____ EXTRACT PROVIDED

Employment authorization is important for nonresidents of various statuses. Some visas are employment-based and some prohibit employment. There is often a “limbo” period for some people in changing their status and employment authorization is crucial for having legal employment.

H-4 Work Authorization and More

Limited H-4 Work Authorization Begins Today

USCIS begins accepting limited H-4 dependent employment authorization application today. This announcement was made three months ago and the Notice and Comment process occurred last summer. USCIS is altering its priorities to ensure that these applications are adjudicated in a timely fashion.

This is not work authorization for all H-4 dependents of H-1B visa holders. H-4 dependent children are forbidden from employment. The majority of H-4 dependents are not allowed to apply for employment authorization. It is limited to those H-4 dependent spouses whose H-1B principals have an approved I-140 petition or have H-1B status through AC21 106(a) and (b) status (American Competitiveness in the 21st Century Act, which allows for an H-1B visa holder to extend the six year limit of H-1B status with a pending I-140 application). The H-1B visa is a dual intent nonimmigrant visa. Although it is a nonimmigrant visa, a holder does not need to have nonimmigrant intent. An employer can file an I-140 application for Permanent Residence. There are 140,000 immigrant visas available each year through the employment-based path.

________
____ RAW DATA

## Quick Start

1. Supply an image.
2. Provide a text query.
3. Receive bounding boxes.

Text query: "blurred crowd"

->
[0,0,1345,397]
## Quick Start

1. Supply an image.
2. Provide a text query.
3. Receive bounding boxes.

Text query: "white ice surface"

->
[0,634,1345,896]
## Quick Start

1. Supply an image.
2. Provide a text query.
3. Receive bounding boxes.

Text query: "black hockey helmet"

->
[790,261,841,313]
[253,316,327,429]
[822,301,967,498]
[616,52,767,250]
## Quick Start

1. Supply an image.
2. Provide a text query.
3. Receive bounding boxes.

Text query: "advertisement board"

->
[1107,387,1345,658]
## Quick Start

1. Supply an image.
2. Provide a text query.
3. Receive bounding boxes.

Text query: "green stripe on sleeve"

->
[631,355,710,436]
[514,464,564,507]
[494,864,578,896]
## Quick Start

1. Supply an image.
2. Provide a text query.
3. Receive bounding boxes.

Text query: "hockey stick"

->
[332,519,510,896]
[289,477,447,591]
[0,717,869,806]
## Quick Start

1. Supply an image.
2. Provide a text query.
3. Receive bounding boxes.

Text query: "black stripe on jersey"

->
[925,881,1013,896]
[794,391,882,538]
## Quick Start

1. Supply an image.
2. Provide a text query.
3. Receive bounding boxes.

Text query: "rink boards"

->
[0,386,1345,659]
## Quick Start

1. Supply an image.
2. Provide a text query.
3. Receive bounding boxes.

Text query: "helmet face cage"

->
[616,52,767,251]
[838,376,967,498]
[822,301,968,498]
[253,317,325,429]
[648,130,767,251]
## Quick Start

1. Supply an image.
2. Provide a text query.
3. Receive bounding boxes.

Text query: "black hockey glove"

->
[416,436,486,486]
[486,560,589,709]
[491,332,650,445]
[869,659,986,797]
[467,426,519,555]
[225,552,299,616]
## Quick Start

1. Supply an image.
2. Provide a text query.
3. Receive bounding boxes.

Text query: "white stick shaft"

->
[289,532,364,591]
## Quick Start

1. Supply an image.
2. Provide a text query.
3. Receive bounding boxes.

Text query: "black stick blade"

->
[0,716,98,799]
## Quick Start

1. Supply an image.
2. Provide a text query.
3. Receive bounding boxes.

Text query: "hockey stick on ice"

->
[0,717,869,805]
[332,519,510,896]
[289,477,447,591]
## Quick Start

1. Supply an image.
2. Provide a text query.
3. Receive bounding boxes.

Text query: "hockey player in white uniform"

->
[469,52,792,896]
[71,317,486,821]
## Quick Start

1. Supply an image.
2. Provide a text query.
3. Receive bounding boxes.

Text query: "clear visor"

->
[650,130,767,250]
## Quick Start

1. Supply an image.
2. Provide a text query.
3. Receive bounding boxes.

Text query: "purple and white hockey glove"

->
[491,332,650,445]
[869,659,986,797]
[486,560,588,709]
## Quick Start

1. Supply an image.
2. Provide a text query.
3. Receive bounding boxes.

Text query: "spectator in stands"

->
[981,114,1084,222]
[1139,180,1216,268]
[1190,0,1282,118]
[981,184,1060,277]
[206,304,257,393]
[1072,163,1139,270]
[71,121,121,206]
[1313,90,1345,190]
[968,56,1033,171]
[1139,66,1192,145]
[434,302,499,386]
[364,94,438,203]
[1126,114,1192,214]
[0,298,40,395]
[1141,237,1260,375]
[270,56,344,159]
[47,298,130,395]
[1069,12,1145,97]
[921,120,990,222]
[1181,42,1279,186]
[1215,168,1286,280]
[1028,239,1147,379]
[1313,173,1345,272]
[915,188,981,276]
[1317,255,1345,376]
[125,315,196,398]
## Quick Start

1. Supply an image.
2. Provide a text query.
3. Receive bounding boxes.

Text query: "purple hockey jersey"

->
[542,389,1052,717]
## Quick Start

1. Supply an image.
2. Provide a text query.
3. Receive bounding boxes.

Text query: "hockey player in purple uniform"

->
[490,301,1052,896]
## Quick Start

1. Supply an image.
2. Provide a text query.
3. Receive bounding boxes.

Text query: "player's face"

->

________

REQUESTS:
1. According to the passage on H-4 work authorization above, how many immigrant visas are available each year through the employment-based path?
2. Proceed with the passage on H-4 work authorization, picking up after its final sentence.

TASK-BY-TASK ANSWERS:
1. 140,000 immigrant visas are available each year through the employment-based path.

2.
In other employment immigration news, employment-based visa modernization has been added to the regulatory agenda. The rudiments at the moment indicate that, “DHS proposes to allow certain approved Immigrant Petition for Alien Worker (Form I-140) beneficiaries to obtain work authorization, clarify the meaning of portable work authorization, and remove unnecessary restrictions on the ability to change jobs or progress in careers, as well as provide relief to workers facing lengthy adjustment delays.” Please be aware that this does not mean rulemaking is imminent.

DACA In State College Tuition

A judge in Maricopa County Arizona ruled on May 5 that immigrants granted deferred deportation status are eligible for in-state college tuition. This is a state court decision that will save thousands of dollars for DREAMers attending Maricopa County Community Colleges. Arizona is often the arena for contentious immigration litigation and legislation. Maricopa County is also the home of famed anti-immigration  Sheriff Joe Arapaio. This ruling could set a precedent for other schools and other states to level in-state tuition for their students with deferred action.

The basis of Superior Court Judge Arthur Anderson’s decision is that federal law determines who is lawfully present in the United States. Arizona has a voter-enacted law, Proposition 300, which demands that individuals seeking a federal, state, or local public benefit must submit specific documentation to prove lawful presence in the United States. There are also prohibitions from Arizona’s controversial SB1070 law, which was largely but not entirety stricken down by the United States Supreme Court.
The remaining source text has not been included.